** start Document **
I mean, the list goes on for how you could help create specialised roles that disallow making fully-capable hybrids.
Say there was an ability, "Spiritual Attunement" - increases holy damage and healing by 2% (up to 10%), decreases other magical damage by 1%(up to 5%) and chance to critically hit with spells by 1% (up to 5%)
If someone were to get Spiritual Attunement, they would be gimping out their mage/shaman/elemental/arcane affinities to increase their holy and healing ability, to become some sort of monk/paladin/priestly character. The lore would generally make sense, depending on the game IP universe, as most forms of "magic" are "manipulation" and "conjuring", forcing various elements and energies into your bidding with your mind and nature attunement, where as a holy ability should come through devotion and faith to some path, rather than learned magics.
Anyway, it's not to say someone couldn't be a hybrid, but doing so would make it so you could never be as good as a pure-breed in any one gameplay style.
I am playing EVE and it's alright... level V skills are a bit much.
You all need to learn to spell.
I would agree that people should be able to be able to play as a mage + theif + warrior, but no mageifior should be better at being a mage than someone who just plays a mage, or better as a theif than someone who just plays a theif, or better than a warrior than someone who just plays a warrior.
I believe that adding skills that give positive attributes as well as negative attributes would help to cap out this sort of ridiculous "I'm the buffest mofo you ever seen, 'cause I train EVERY SKILL TO MAXIMUM."
I mean, if someone has every skill to maximum in a game with +'s and -'s to skills, they're going to have a character, let's say they go for melee specialisation.
Melee +10, Ranged -5, Magic -5
And then they add in some ranged specialisation!
Ranged +10, Melee -5, Magic -5
And then they add in some magic specialisation!
Magic +10, Melee -5, Ranged -5
I mean, that is the ultimate redundancy of skill training I have ever seen. Granted, getting both melee and ranged, or melee and magic, or magic and ranged, would end up with a +5 to both and -10 to one, but it disallows the ability of just getting everything and being more buff than everyone else.
A Ranger, who plans to use ranged attacks more than anything, should get Ranged specialisation, and stick to it. Perhaps you could have an unlearning ability in the game that still takes a little while, but only like a 10th of the time to untrain than it did to train. I work at McDonald's (University study life is hell), and every time they change something on a burger, it makes the next week or two annoying, until the new procedure cements itself properly.
Anyway, just an additional two cents for game design thought pools.
I am playing EVE and it's alright... level V skills are a bit much.
You all need to learn to spell.
Adding restrictions like mentioned above, puts classes to a classless game. I rest my case.
I skate to where the puck is going to be, not where it has been -Wayne Gretzky
Most people would rather just pick a class, level it, have no say in the spells/abilities you gain as you level and even less at level cap through limited class trees.
I would rather think up my own class that's tailored to my play style than roll a class just to find out that it really isnt me and have to start over.
I like the flexibility in skill systems.
In general I would say I am in agreence with metalhead980 on this. I'm an old school PnP D&D player. Half the fun of D&D for me was "developing" my character as I went. Bathesda did a great job with Elder Scrolls and Oblivion of providing cookie cutter classes and also allowng players to make thier own classes. Not a bad way to go in my opinion.
** end Document **
** start Information given **
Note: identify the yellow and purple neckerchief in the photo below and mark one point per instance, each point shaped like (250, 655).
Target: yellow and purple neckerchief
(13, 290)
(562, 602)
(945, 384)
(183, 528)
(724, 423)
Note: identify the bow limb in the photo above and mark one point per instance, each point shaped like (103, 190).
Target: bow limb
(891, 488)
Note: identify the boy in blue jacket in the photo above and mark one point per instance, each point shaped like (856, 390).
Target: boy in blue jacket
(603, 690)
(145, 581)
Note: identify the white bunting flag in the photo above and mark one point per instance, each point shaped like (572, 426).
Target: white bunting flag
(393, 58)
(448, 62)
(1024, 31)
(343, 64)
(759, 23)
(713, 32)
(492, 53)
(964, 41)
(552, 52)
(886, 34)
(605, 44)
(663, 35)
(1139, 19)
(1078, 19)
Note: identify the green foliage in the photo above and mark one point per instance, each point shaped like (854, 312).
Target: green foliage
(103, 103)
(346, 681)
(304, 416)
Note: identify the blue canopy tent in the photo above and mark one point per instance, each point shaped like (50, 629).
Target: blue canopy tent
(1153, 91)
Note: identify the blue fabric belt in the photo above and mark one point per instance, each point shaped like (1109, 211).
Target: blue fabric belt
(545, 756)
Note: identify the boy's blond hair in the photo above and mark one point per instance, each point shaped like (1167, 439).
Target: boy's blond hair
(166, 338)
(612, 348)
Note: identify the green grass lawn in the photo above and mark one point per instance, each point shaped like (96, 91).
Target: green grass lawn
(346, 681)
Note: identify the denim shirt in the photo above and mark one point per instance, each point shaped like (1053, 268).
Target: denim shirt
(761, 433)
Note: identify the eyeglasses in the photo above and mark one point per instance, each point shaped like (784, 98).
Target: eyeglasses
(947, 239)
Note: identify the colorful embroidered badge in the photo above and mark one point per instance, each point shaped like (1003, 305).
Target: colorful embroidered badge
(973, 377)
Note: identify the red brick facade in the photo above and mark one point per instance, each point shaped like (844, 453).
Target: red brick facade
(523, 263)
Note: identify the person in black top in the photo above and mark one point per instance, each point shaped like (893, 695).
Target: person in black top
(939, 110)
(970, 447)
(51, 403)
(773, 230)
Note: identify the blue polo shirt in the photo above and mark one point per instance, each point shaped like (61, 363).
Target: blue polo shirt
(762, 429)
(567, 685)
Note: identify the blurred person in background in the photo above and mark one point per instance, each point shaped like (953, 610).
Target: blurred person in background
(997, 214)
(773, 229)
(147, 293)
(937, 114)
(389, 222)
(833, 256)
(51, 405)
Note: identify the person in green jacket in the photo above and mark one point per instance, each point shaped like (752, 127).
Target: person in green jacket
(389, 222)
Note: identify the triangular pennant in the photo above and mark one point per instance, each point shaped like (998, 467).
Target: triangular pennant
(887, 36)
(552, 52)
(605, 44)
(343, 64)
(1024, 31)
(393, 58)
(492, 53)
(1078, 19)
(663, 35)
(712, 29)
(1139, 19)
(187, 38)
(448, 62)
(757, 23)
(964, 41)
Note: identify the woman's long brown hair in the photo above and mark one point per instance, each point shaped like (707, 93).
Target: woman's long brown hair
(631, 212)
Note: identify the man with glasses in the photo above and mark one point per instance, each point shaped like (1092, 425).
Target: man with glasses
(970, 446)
** end Information given **
● **Given request A**
Based on the forum thread on skill systems, decide whether each statement agrees with it: (i) the proposed "Spiritual Attunement" ability would raise holy damage and healing by at most 10%; (ii) one poster suggests that untraining a skill should take about half as long as training it; (iii) a poster credits Elder Scrolls and Oblivion with offering both preset classes and player-made ones. For each, answer yes or no and quote the deciding words of the thread.
● **Given request B**
Pick up the forum thread on skill systems at the point where it stops, and continue it.

● **Right answer A**
(i) Yes: "increases holy damage and healing by 2% (up to 10%)"
(ii) No: "only like a 10th of the time to untrain than it did to train"
(iii) Yes: "providing cookie cutter classes and also allowng players to make thier own classes"

● **Right answer B**
A tiny mind is a tidy mind...
Personally I'd prefer to see a fully classless system. However, this is far harder to implement for the developers. You have to take way more things into account as opposed to pre-build classes.
Classes are outdated. Remove classes and we can have MMO's that offer totally different gameplay, as classes are restricting what we can do in an MMO.
Make us care MORE about our faction & world pvp!
Honestly, classes with defined roles, with flexibility of course, helps me focus. Otherwise id be doing a different thing every day and never get anything done.
People seem to be harping on this one point as if it's a bad thing. The best heroes are well-rounded heroes that can stand on their own. The class-based archetype is something stressed too much in D&D and it's many novels.
Now, the implementation of a skill-based system can be very important. Keep in mind that equipment is everything. As a warrior is hindered without his sword, so should a mage be hindered without his staff. A mage trying to cast a spell with a sword in his hand won't be getting the full effect, just like a warrior trying to club someone with a staff. Thieves can't quite sneak around in full platemail. Well, not easily. Then there's comparing the skills you get for free at character creation versus no skill at all and trying to train up a new profession from scratch.
Dungeons and Dragons, the pen and paper version set the standard. It had classes and levels.
This fits in well with the fantasy genre in that in most fantasy settings you have wizards, warriors, rogues, etc
Noteably, both Gandalf and Conan were multi classed.
Well shave my back and call me an elf! -- Oghren
People seem to be harping on this one point as if it's a bad thing. The best heroes are well-rounded heroes that can stand on their own. The class-based archetype is something stressed too much in D&D and it's many novels.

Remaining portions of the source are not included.